■ PETUNJUK DAN KETENTUAN: Perbarui seluruh materi di bawah ini dengan mengganti "shot-chart analytics" menjadi "crop-field analytics", dan biarkan bagian lainnya tetap sama. Jangan sertakan gambar dalam jawaban.

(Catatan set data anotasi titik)
###

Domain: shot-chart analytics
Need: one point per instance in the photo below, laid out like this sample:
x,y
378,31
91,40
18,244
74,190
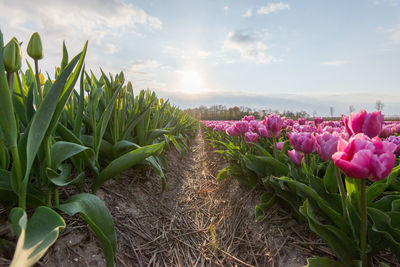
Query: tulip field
x,y
66,136
339,177
53,137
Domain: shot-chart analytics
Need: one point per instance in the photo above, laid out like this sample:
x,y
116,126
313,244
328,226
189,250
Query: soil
x,y
196,221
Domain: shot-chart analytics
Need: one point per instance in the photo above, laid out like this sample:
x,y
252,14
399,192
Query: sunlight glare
x,y
192,82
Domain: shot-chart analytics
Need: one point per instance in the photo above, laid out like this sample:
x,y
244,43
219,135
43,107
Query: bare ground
x,y
196,221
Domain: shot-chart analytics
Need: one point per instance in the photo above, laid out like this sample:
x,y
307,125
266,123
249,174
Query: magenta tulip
x,y
363,122
250,137
326,145
295,156
263,132
241,127
365,158
318,120
274,124
231,131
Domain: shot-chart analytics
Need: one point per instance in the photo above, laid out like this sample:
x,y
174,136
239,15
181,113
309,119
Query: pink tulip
x,y
318,120
363,122
365,158
248,118
295,156
326,145
395,140
274,124
250,137
241,127
302,142
279,145
231,131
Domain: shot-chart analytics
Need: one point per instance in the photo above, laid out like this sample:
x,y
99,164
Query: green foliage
x,y
52,135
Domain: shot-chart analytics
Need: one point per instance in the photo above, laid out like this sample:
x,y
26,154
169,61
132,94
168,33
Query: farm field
x,y
179,133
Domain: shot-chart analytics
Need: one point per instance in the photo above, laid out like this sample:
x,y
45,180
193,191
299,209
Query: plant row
x,y
73,130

###

■ JAWABAN DI BAWAH:
Domain: crop-field analytics
Need: one point per instance in the photo below, laid out like this sample:
x,y
378,31
91,40
18,244
74,190
Query: tulip field
x,y
66,136
339,177
53,137
Domain: crop-field analytics
Need: one point per instance in the photo above, laid out like this sample:
x,y
116,126
313,244
328,226
189,250
Query: soil
x,y
196,221
Domain: crop-field analytics
Need: one point per instance in the photo above, laid out like this sample:
x,y
252,14
399,192
Query: sunlight glare
x,y
192,82
Domain: crop-field analytics
Need: one point per instance in the photo above, laid out like this sample:
x,y
244,43
219,135
43,107
Query: bare ground
x,y
196,221
Domain: crop-field analytics
Need: one point per instance in the photo above, laid out like this sample:
x,y
307,125
266,123
249,174
Query: magenta tulip
x,y
363,122
250,137
326,145
295,156
263,132
241,127
365,158
318,120
274,124
231,131
Domain: crop-field analytics
Need: one point per instance in the photo above, laid out like this sample:
x,y
174,136
239,15
181,113
309,119
Query: pink tulip
x,y
318,120
363,122
365,158
248,118
295,156
326,145
395,140
274,124
250,137
241,127
302,142
279,145
231,131
Domain: crop-field analytics
Need: one point per instance in the photo above, laid out like this sample:
x,y
99,164
Query: green foliage
x,y
52,135
Domain: crop-field analytics
Need: one point per instance in the photo above, laid out like this sample:
x,y
26,154
169,61
132,94
168,33
Query: farm field
x,y
179,133
Domain: crop-field analytics
Need: one point per instance in the photo above, laid out like this sample:
x,y
45,180
193,191
299,209
Query: plant row
x,y
73,130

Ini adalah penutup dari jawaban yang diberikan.